— Records for the task —
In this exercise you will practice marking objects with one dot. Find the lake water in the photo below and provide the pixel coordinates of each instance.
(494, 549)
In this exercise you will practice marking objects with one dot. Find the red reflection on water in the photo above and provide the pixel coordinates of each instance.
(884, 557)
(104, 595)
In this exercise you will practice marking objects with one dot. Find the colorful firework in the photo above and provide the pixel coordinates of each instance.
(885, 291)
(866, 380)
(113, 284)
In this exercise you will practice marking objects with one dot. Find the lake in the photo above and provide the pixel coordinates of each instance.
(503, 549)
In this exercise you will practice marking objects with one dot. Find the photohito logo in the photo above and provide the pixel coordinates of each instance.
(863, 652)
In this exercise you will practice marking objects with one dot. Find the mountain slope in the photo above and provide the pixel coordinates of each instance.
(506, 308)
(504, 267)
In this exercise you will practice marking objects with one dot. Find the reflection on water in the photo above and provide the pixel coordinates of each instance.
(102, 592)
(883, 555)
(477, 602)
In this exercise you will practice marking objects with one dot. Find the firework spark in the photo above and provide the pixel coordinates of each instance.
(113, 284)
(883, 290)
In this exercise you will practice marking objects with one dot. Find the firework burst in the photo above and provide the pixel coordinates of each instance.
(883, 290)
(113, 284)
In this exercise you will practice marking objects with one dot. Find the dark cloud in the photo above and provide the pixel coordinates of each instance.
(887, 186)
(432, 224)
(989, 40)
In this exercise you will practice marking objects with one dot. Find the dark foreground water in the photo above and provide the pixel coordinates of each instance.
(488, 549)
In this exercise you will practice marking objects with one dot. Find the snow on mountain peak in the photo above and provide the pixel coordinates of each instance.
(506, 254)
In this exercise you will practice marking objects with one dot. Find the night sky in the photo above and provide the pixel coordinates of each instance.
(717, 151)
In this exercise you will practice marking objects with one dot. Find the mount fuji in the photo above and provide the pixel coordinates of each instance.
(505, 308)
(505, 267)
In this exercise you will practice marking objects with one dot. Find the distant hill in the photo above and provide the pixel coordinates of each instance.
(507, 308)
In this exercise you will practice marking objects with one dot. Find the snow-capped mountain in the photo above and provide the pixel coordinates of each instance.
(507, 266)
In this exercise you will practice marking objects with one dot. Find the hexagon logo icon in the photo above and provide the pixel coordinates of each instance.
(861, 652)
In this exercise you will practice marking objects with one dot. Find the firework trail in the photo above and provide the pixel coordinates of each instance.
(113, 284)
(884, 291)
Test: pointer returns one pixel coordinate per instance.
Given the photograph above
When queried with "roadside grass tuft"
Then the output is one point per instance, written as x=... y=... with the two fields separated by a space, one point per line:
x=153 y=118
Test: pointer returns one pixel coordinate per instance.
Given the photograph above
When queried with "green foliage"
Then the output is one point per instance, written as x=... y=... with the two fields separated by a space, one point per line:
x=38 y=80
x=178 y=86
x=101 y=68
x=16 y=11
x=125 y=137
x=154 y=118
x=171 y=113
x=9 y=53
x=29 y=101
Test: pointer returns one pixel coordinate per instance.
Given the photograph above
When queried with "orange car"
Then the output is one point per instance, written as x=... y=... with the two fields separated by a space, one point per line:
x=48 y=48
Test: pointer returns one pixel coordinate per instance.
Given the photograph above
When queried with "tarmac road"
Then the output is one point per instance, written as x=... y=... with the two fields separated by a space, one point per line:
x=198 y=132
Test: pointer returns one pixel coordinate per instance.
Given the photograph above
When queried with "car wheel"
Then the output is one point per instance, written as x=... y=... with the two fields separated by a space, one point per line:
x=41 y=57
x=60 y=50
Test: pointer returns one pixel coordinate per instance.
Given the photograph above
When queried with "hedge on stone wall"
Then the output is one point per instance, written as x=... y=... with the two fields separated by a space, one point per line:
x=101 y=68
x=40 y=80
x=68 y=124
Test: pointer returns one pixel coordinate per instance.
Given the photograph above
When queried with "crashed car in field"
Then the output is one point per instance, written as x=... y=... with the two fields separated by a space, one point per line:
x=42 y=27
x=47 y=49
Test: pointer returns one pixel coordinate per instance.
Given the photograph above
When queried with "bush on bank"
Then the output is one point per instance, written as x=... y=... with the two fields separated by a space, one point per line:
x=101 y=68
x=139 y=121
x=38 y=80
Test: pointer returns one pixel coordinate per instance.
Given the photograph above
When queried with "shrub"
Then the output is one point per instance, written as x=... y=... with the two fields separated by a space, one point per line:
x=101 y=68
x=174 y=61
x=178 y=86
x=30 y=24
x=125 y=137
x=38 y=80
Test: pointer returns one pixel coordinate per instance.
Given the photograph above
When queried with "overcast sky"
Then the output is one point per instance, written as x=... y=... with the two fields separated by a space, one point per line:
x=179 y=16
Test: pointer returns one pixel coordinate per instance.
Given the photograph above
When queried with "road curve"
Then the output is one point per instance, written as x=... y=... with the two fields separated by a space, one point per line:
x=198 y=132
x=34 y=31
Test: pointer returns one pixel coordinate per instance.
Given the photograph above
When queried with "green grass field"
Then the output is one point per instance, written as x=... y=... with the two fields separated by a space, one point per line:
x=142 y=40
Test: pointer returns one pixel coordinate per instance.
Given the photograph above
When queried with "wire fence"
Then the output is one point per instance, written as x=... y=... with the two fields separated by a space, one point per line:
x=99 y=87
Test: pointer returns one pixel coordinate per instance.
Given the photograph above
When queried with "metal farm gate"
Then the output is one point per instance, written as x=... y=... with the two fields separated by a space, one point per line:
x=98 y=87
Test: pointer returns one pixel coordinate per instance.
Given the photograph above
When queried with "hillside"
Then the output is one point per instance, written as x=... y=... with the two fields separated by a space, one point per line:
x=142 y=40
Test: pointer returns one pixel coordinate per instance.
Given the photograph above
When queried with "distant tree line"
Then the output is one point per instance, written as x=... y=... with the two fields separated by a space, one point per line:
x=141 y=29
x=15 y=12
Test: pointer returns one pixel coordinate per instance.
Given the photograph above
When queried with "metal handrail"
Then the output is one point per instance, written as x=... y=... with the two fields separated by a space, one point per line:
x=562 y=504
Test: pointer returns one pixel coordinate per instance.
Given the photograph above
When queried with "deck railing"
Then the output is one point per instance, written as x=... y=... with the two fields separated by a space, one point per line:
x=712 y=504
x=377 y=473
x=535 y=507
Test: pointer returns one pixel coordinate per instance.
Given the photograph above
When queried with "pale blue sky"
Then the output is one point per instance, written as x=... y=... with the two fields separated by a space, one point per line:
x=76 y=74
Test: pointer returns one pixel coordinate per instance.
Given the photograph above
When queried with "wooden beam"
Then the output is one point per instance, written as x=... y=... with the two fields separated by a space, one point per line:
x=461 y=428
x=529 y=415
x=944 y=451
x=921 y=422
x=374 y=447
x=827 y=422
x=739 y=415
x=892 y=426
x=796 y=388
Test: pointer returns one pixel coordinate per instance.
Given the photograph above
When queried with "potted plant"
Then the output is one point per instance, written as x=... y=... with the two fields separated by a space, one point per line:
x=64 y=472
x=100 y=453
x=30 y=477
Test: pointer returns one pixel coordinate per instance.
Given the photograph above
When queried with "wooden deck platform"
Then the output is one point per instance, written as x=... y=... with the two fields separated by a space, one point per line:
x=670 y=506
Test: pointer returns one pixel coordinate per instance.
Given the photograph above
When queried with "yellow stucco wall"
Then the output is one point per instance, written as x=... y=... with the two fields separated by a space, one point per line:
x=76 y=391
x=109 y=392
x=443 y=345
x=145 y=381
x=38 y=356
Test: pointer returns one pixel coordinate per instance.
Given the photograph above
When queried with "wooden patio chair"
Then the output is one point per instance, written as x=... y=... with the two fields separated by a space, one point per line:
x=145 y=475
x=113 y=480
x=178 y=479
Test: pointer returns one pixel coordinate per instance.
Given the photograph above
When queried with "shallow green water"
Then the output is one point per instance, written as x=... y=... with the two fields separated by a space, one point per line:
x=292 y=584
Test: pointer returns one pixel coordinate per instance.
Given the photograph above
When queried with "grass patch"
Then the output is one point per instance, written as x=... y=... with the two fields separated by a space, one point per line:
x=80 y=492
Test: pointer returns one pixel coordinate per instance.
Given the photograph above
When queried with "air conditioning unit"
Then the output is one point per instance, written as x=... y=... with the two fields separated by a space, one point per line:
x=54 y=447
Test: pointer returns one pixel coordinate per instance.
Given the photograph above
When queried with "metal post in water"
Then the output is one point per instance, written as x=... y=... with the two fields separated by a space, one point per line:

— Goal —
Please identify every line of the material above that contains the word "wooden", copying each such line in full; case counts.

— Task response —
When queried with "wooden beam"
When queried with "wooden deck platform"
When queried with "wooden patio chair"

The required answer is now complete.